WHAT THE EXERCISE ASKS:
The reply should hold every line of the data below, unchanged, and none of the pictures.

Saved entries:
>>>

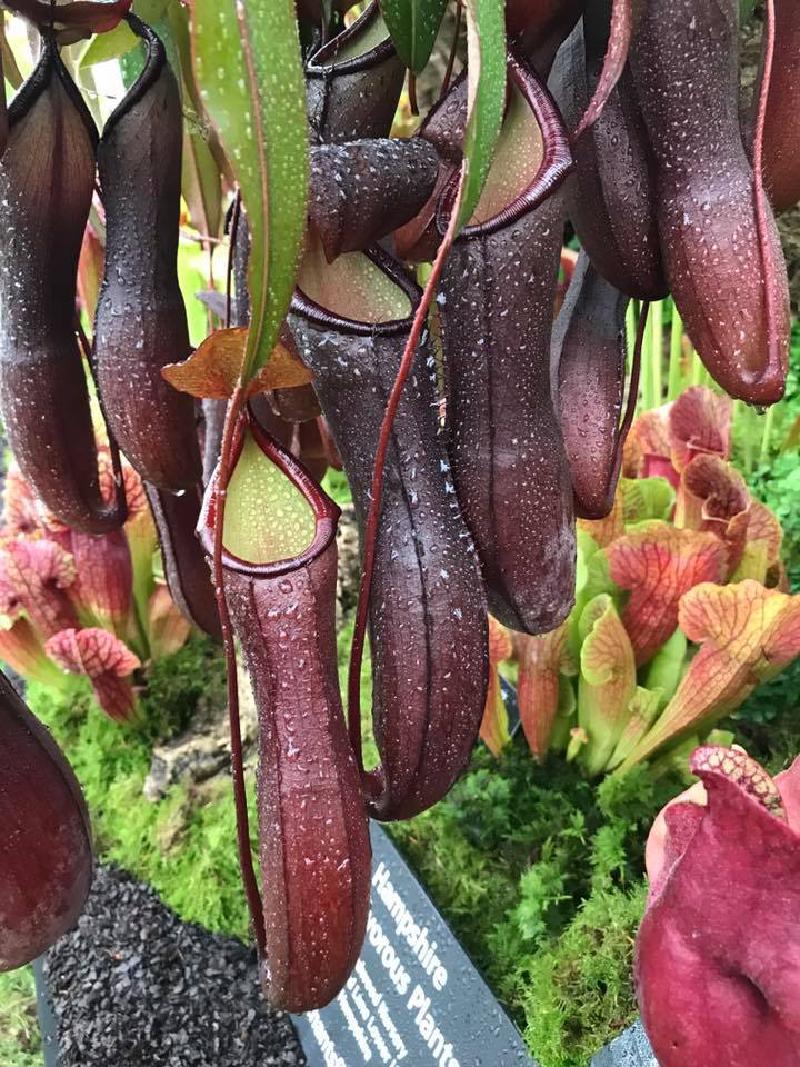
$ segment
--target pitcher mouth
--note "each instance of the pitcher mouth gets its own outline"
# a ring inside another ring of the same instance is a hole
[[[548,199],[575,166],[569,146],[569,135],[556,102],[547,86],[535,71],[512,49],[508,50],[508,74],[511,82],[519,90],[523,99],[533,112],[542,133],[544,152],[542,162],[530,185],[514,197],[502,211],[485,222],[468,225],[461,230],[456,240],[468,241],[475,237],[488,237],[497,233],[520,219],[529,211],[539,207]],[[455,201],[460,169],[457,171],[442,193],[436,212],[436,227],[444,235]]]
[[[359,15],[355,22],[345,27],[341,33],[332,37],[330,41],[326,41],[321,48],[318,48],[316,52],[309,56],[306,61],[306,77],[326,78],[332,74],[356,74],[362,70],[369,70],[370,67],[377,66],[384,60],[396,55],[395,47],[387,30],[385,40],[362,55],[354,56],[352,59],[345,59],[342,63],[336,62],[336,55],[339,49],[356,39],[362,30],[369,29],[379,15],[380,6],[378,0],[372,0],[372,3],[363,14]]]
[[[337,330],[341,333],[358,337],[396,337],[407,334],[411,329],[414,314],[422,298],[419,286],[414,282],[402,265],[379,246],[374,246],[354,255],[366,256],[379,270],[391,279],[408,297],[411,304],[409,314],[402,319],[386,319],[384,322],[365,322],[362,319],[349,319],[330,311],[316,300],[312,300],[297,286],[292,297],[291,312],[305,319],[314,326]]]
[[[42,53],[39,57],[39,62],[34,67],[30,77],[27,81],[23,82],[19,92],[8,105],[9,126],[13,129],[13,127],[27,115],[28,111],[34,106],[40,95],[47,89],[47,86],[50,84],[50,79],[55,75],[64,87],[67,96],[77,109],[81,121],[86,127],[86,131],[91,139],[92,147],[96,150],[98,141],[100,140],[97,126],[95,126],[91,112],[86,106],[86,101],[81,96],[80,89],[72,80],[69,71],[64,66],[64,61],[58,51],[56,38],[52,33],[43,32],[41,34],[41,40]]]
[[[142,22],[132,11],[125,16],[124,21],[128,23],[131,30],[144,44],[147,51],[147,59],[139,77],[106,119],[103,127],[104,136],[116,126],[123,115],[141,100],[153,82],[156,81],[167,62],[167,52],[164,44],[150,26]]]
[[[242,559],[233,552],[228,551],[223,544],[222,565],[226,570],[236,571],[237,574],[242,574],[248,578],[277,578],[306,566],[322,555],[336,538],[336,527],[341,512],[333,500],[317,485],[305,467],[294,456],[281,448],[277,441],[258,424],[249,407],[236,427],[231,450],[231,470],[236,466],[242,453],[246,434],[252,436],[265,456],[300,491],[311,507],[315,520],[314,537],[308,547],[296,556],[274,560],[269,563],[254,563],[251,560]],[[200,519],[197,524],[197,536],[200,538],[203,550],[209,558],[214,555],[214,523],[217,513],[217,498],[213,490],[216,479],[217,472],[215,471],[206,491],[200,511]]]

<<<

RESULT OF THE TASK:
$ segment
--target pitcher mouth
--note "each instance of the pitcher mouth gets its own outline"
# a ring inside another ring of the same instance is a hole
[[[548,199],[575,166],[569,146],[569,135],[556,102],[547,86],[535,71],[512,49],[508,50],[508,74],[511,82],[519,90],[523,99],[533,112],[542,133],[544,152],[542,162],[530,185],[514,197],[502,211],[485,222],[468,225],[461,230],[456,240],[468,241],[475,237],[488,237],[497,233],[520,219],[529,211],[539,207]],[[455,201],[460,169],[457,171],[442,193],[436,212],[436,227],[444,235]]]
[[[359,15],[355,22],[345,27],[341,33],[332,37],[330,41],[326,41],[321,48],[318,48],[316,52],[309,56],[306,61],[306,77],[326,78],[332,74],[356,74],[362,70],[369,70],[370,67],[377,66],[384,60],[396,55],[395,47],[387,30],[385,40],[362,55],[354,56],[352,59],[345,59],[342,63],[336,62],[336,55],[339,49],[356,39],[362,30],[369,29],[379,15],[380,6],[378,0],[372,0],[372,3],[363,14]]]
[[[337,330],[341,333],[358,337],[396,337],[407,334],[411,329],[414,314],[422,298],[419,286],[414,282],[402,265],[379,246],[374,246],[354,255],[366,256],[379,270],[391,279],[408,297],[411,304],[409,314],[402,319],[386,319],[384,322],[365,322],[362,319],[349,319],[330,311],[316,300],[312,300],[297,286],[292,297],[291,312],[305,319],[314,326]]]
[[[42,53],[39,57],[39,62],[34,67],[30,77],[27,81],[23,82],[19,92],[8,105],[9,126],[13,129],[13,127],[27,115],[28,111],[34,106],[40,95],[47,89],[47,86],[50,84],[50,79],[55,75],[64,87],[67,96],[77,109],[81,121],[86,127],[86,131],[91,139],[92,147],[96,150],[98,141],[100,140],[97,126],[95,126],[91,112],[86,106],[86,101],[81,96],[80,89],[72,80],[69,71],[64,66],[64,61],[58,51],[56,38],[52,33],[43,32],[41,34],[41,40]]]
[[[142,22],[132,11],[125,16],[124,21],[128,23],[131,30],[144,44],[147,51],[147,59],[139,77],[106,119],[103,127],[104,136],[116,126],[123,115],[141,100],[153,82],[156,81],[167,62],[167,52],[164,44],[150,26]]]
[[[242,559],[233,552],[228,551],[223,544],[222,565],[226,570],[236,571],[237,574],[242,574],[248,578],[277,578],[306,566],[322,555],[336,538],[336,527],[341,512],[333,500],[317,485],[305,467],[294,456],[281,448],[277,441],[258,424],[249,407],[236,427],[231,450],[231,470],[236,466],[242,453],[246,434],[252,436],[265,456],[300,491],[311,507],[315,520],[314,537],[308,547],[296,556],[274,560],[269,563],[254,563],[251,560]],[[200,519],[197,524],[197,536],[200,538],[203,550],[209,558],[214,555],[214,523],[217,513],[217,498],[213,490],[216,479],[217,472],[215,471],[206,491],[200,511]]]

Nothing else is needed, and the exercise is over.